Exercise details ▸ State, as a single number, how many lines in the data below contain "mark".

Dataset entries ▸
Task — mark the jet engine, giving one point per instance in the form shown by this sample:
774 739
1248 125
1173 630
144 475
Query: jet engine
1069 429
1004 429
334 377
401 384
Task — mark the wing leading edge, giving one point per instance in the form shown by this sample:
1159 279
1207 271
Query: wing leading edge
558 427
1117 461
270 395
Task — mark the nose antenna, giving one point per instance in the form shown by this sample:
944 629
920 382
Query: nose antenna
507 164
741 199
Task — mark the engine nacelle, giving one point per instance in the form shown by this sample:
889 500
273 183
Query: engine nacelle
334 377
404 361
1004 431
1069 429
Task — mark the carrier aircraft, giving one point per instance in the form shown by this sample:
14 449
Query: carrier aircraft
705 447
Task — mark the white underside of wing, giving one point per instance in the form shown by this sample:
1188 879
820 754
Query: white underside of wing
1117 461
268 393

Solution to this problem ▸ 6